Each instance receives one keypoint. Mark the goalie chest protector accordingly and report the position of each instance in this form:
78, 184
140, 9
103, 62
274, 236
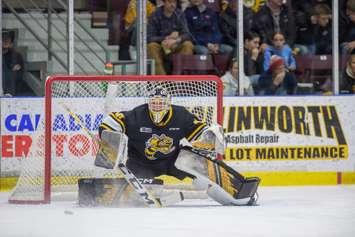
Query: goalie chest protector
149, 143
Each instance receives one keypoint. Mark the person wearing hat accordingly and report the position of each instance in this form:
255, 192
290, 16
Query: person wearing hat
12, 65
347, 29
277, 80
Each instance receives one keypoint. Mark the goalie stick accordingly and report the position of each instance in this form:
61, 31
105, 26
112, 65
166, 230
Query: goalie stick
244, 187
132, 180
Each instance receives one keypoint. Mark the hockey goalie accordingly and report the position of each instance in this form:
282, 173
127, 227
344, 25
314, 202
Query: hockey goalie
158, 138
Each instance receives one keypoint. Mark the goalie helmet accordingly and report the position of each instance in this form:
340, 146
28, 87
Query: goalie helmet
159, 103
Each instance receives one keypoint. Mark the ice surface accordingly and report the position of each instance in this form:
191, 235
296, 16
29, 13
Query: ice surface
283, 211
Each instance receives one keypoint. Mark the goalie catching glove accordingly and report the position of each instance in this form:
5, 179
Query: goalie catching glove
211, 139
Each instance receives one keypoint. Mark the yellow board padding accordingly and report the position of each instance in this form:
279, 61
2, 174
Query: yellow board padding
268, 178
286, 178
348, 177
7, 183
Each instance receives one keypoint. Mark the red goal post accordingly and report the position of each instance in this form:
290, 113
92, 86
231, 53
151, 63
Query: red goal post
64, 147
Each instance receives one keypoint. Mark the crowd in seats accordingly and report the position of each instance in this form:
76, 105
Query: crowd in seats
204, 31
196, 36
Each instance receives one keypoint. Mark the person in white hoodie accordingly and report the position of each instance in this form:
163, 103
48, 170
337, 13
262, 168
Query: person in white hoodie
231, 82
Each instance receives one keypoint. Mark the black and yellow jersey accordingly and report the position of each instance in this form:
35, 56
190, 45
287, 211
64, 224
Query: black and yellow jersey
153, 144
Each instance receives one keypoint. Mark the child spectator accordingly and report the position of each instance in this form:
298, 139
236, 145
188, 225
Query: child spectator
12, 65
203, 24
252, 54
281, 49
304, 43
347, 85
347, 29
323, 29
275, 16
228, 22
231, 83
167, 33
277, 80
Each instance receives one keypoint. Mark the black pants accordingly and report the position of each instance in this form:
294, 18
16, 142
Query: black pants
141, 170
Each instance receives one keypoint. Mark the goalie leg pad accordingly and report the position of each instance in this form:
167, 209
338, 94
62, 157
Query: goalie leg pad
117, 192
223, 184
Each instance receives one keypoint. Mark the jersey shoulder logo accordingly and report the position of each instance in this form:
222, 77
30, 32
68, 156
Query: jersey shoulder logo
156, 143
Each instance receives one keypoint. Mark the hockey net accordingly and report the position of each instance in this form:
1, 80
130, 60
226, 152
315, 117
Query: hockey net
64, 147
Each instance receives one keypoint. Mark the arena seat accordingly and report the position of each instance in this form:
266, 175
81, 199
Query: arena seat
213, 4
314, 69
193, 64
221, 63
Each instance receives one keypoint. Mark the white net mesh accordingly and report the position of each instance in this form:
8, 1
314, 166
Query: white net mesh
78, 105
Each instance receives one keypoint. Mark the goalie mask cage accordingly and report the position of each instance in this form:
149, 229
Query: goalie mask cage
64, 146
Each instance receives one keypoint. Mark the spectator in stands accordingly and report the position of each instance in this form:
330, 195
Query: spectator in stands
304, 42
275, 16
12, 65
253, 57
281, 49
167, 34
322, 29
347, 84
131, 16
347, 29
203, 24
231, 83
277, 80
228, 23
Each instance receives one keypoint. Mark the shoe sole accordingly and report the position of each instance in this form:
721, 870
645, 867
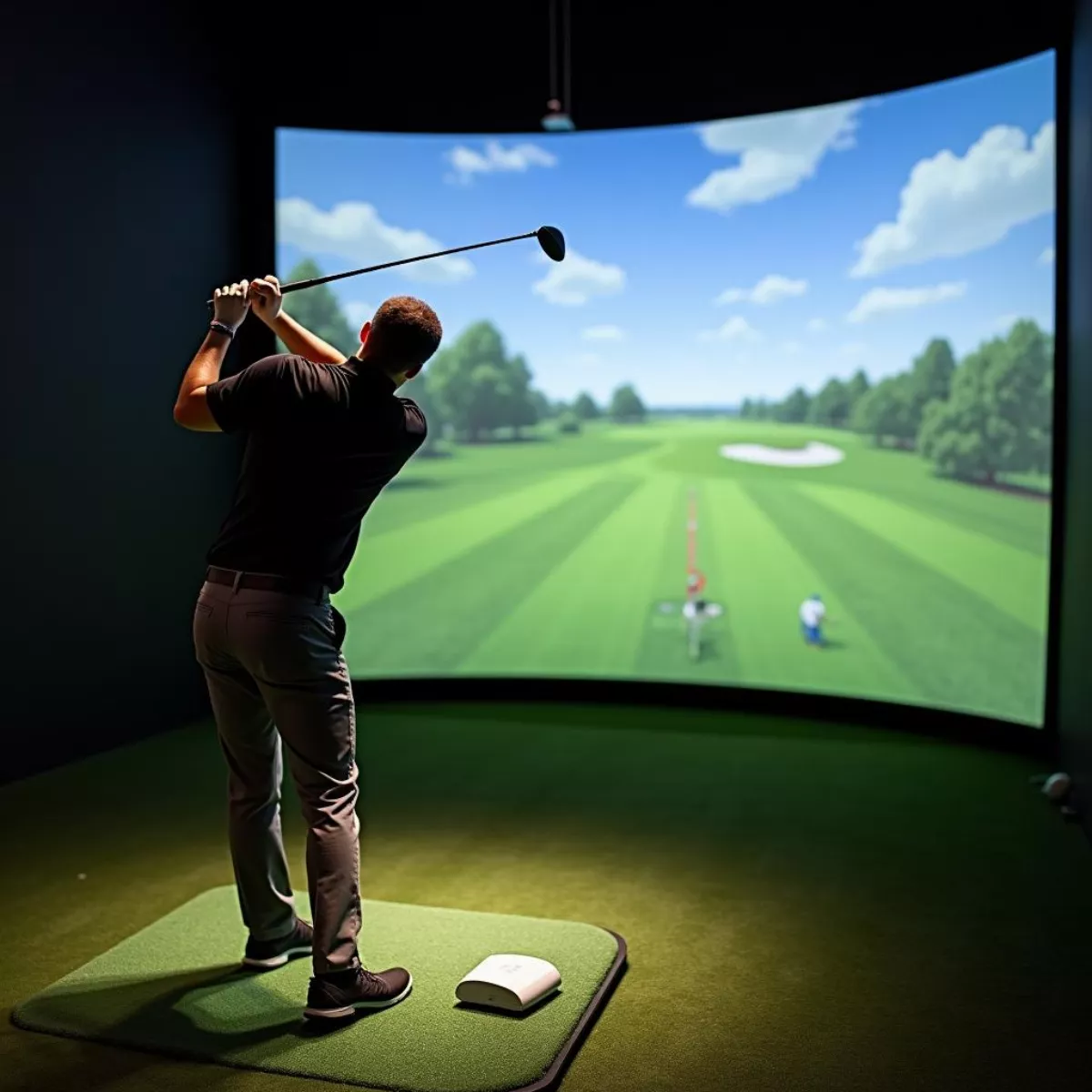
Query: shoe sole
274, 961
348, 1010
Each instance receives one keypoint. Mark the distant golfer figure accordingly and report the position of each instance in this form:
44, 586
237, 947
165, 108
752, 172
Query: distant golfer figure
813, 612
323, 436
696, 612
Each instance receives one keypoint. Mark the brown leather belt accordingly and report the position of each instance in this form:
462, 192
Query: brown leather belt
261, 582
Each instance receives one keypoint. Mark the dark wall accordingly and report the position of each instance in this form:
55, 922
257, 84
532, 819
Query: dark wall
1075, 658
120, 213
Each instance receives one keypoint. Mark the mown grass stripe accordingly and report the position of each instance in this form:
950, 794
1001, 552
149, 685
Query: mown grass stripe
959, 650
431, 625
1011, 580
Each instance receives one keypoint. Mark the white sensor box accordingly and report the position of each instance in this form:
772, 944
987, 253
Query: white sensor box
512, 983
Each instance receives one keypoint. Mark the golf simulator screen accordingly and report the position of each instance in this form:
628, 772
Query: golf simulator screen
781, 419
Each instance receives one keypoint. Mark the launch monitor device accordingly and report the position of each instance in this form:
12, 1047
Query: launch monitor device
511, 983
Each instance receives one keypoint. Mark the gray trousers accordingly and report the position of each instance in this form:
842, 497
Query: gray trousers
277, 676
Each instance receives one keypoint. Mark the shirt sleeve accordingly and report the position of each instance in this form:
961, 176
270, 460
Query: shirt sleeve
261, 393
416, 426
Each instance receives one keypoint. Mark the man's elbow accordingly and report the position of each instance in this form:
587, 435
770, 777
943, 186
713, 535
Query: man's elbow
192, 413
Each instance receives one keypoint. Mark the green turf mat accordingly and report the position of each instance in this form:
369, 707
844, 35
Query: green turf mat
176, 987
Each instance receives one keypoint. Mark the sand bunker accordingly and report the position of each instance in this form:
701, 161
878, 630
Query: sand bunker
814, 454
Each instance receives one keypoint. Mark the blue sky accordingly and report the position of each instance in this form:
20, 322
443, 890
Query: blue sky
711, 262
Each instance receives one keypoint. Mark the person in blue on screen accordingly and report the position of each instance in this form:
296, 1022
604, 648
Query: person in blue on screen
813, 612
* * *
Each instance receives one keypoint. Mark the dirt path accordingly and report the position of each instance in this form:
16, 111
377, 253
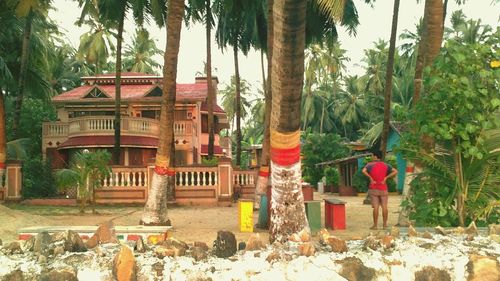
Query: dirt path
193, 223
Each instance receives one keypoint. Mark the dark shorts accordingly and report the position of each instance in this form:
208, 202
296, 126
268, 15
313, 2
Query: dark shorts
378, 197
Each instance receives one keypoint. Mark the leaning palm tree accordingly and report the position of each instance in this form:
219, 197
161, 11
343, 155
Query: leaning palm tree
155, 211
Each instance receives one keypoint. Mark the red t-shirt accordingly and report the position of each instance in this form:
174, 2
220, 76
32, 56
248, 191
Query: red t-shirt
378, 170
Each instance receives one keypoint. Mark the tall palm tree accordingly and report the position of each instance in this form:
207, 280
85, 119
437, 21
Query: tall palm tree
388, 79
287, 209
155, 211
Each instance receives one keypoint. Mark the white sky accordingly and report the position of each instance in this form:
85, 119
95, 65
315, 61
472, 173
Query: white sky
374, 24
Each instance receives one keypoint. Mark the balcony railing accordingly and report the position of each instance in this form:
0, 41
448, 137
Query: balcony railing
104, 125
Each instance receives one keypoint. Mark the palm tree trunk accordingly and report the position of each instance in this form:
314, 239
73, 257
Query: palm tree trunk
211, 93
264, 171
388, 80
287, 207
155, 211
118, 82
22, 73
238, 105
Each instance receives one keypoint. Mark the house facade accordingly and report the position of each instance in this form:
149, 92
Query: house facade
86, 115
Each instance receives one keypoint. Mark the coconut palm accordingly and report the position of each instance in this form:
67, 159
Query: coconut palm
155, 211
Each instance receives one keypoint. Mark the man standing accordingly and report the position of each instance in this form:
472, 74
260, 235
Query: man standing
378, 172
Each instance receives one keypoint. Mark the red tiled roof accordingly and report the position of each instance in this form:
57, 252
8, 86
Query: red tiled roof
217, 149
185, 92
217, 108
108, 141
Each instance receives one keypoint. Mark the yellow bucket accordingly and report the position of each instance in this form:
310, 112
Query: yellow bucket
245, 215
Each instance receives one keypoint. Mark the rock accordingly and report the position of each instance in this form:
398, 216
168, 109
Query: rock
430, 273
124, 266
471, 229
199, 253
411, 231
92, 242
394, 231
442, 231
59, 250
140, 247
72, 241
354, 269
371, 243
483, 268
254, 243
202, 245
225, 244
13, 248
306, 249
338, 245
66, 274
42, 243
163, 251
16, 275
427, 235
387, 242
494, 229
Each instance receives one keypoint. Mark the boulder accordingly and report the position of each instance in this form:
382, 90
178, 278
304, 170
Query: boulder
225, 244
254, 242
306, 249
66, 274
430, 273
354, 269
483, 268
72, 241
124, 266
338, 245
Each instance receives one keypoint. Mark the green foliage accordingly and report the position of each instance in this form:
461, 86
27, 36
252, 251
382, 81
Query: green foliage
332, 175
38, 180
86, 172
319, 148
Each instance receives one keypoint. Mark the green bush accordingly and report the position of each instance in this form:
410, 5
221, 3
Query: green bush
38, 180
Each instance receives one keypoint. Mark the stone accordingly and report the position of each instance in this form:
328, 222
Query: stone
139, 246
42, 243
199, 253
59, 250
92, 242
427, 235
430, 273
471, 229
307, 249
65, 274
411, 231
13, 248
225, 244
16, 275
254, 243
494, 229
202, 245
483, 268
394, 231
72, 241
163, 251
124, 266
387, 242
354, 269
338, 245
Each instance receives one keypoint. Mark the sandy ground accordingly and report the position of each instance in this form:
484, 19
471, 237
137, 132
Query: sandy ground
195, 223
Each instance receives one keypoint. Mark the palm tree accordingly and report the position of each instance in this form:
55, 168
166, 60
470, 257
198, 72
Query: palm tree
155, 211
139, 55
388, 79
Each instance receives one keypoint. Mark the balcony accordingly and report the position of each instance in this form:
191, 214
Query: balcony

Aim:
Please count how many lines in the data above contain the string "rock", treating uppercase and lowercase letters as distinct, and reply with the number alone.

Completed task:
2